A guy on probation was arrested because he was late at night in a Park and seemed drunk. The judge asked him what he was doing there in the middle of the night and he answered "I was doing Yoga". He was obviously lying, the judge asked him to name a Yoga position and some lawyers behind him whispered a Position to him which caused the whole Court room to laugh. The judge then let him go.

[–]Quackattackaggie 340 ポイント341 ポイント  (17子コメント)

When I was clerking for a judge in my first year as a lawyer, we had a case that centered around if a person could lawfully shoot a dog that is attacking his chickens. The law said that he could shoot him if the dogs were "bothering or wounding" the chickens. Plaintiff was suing for the value of his dogs that were killed and emotional distress. His argument was that the dogs were not bothering or wounding the chickens because they were running away when the farmer came outside with the shotgun.

He then argues that wounding has to be active. So he gave an example. If the dog has a chicken in his mouth you can shoot. If he drops it but the chicken is floundering right in front of him you cannot shoot as the wounding has ended. Picks it back up? Shoot the mut. Lightly paws at it? Not wounding!

It was ridiculous and inconsistent with caselaw. I wrote the opinion awarding defendant summary judgment (here comes my favorite part). Plaintiff asks for a reconsideration based on a single word I used in a throwaway line in the 8 page opinion (I said it was reasonable to assume that the dogs were still a danger to the chickens).

▸ **Assignment 1**: Please copy the courtroom anecdotes word for word, everything from "[–]Quackattackaggie 340 ポイント341" down to "it? Not wounding!".
▸ **Assignment 2**:
Answer these questions from the courtroom anecdotes:
(a) What did the man on probation tell the judge he was doing in the park?
(b) Under the law in the dog case, what did the dogs have to be doing to the chickens for shooting them to be allowed?
(c) How many pages long was the opinion awarding the defendant summary judgment?

▸ **Information provided**:

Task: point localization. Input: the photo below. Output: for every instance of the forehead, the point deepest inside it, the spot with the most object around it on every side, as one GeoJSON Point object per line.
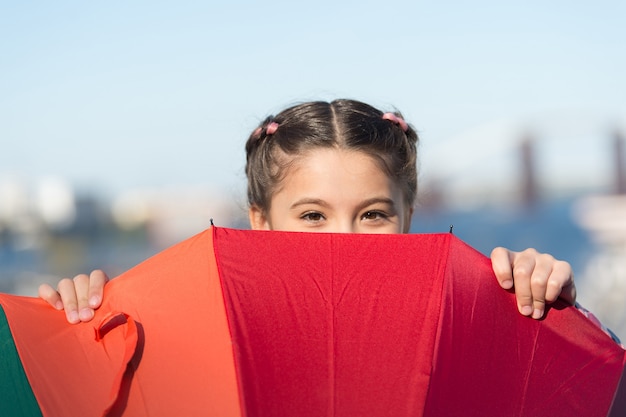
{"type": "Point", "coordinates": [335, 174]}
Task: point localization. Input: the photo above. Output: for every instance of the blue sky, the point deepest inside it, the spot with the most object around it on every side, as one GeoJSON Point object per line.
{"type": "Point", "coordinates": [119, 95]}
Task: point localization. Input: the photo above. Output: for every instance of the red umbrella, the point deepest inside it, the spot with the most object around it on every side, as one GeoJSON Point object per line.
{"type": "Point", "coordinates": [244, 323]}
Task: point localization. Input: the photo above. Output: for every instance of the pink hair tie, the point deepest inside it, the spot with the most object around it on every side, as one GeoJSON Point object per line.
{"type": "Point", "coordinates": [271, 128]}
{"type": "Point", "coordinates": [397, 120]}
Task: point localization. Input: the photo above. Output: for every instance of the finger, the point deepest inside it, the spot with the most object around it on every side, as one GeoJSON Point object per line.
{"type": "Point", "coordinates": [523, 267]}
{"type": "Point", "coordinates": [501, 261]}
{"type": "Point", "coordinates": [51, 296]}
{"type": "Point", "coordinates": [81, 287]}
{"type": "Point", "coordinates": [97, 280]}
{"type": "Point", "coordinates": [561, 283]}
{"type": "Point", "coordinates": [67, 292]}
{"type": "Point", "coordinates": [540, 281]}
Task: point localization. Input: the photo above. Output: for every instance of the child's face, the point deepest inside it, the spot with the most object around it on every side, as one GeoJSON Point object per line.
{"type": "Point", "coordinates": [330, 190]}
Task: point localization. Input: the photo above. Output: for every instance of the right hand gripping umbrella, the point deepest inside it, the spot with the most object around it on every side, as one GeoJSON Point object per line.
{"type": "Point", "coordinates": [250, 323]}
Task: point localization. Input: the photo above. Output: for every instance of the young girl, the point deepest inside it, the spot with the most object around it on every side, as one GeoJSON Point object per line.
{"type": "Point", "coordinates": [341, 167]}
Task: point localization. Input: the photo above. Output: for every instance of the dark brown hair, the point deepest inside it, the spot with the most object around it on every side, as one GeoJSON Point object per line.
{"type": "Point", "coordinates": [341, 124]}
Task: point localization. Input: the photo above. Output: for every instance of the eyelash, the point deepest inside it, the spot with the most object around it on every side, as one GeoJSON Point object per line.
{"type": "Point", "coordinates": [379, 215]}
{"type": "Point", "coordinates": [307, 216]}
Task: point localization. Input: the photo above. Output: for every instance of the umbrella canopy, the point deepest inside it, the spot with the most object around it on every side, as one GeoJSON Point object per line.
{"type": "Point", "coordinates": [250, 323]}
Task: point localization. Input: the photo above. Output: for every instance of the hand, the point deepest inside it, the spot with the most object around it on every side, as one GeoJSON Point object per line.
{"type": "Point", "coordinates": [79, 296]}
{"type": "Point", "coordinates": [538, 279]}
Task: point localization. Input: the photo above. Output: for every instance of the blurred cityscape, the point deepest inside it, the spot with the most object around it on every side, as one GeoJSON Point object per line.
{"type": "Point", "coordinates": [48, 230]}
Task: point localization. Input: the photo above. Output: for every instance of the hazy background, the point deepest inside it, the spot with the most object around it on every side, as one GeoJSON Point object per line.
{"type": "Point", "coordinates": [122, 124]}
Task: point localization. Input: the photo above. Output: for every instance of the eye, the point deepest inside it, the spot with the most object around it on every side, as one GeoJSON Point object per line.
{"type": "Point", "coordinates": [312, 216]}
{"type": "Point", "coordinates": [374, 215]}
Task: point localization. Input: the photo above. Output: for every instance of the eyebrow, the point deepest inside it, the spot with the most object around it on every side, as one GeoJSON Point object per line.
{"type": "Point", "coordinates": [306, 200]}
{"type": "Point", "coordinates": [363, 204]}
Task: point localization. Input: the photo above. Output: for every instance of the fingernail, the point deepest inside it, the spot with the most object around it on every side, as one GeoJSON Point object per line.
{"type": "Point", "coordinates": [72, 316]}
{"type": "Point", "coordinates": [86, 314]}
{"type": "Point", "coordinates": [93, 301]}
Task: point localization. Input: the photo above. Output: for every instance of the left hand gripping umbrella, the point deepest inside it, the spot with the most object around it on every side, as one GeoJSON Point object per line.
{"type": "Point", "coordinates": [250, 323]}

▸ **Worked solution 1**:
[–]Quackattackaggie 340 ポイント341 ポイント  (17子コメント)

When I was clerking for a judge in my first year as a lawyer, we had a case that centered around if a person could lawfully shoot a dog that is attacking his chickens. The law said that he could shoot him if the dogs were "bothering or wounding" the chickens. Plaintiff was suing for the value of his dogs that were killed and emotional distress. His argument was that the dogs were not bothering or wounding the chickens because they were running away when the farmer came outside with the shotgun.

He then argues that wounding has to be active. So he gave an example. If the dog has a chicken in his mouth you can shoot. If he drops it but the chicken is floundering right in front of him you cannot shoot as the wounding has ended. Picks it back up? Shoot the mut. Lightly paws at it? Not wounding!

▸ **Worked solution 2**:
(a) He said he was doing yoga.
(b) The dogs had to be "bothering or wounding" the chickens.
(c) It was 8 pages long.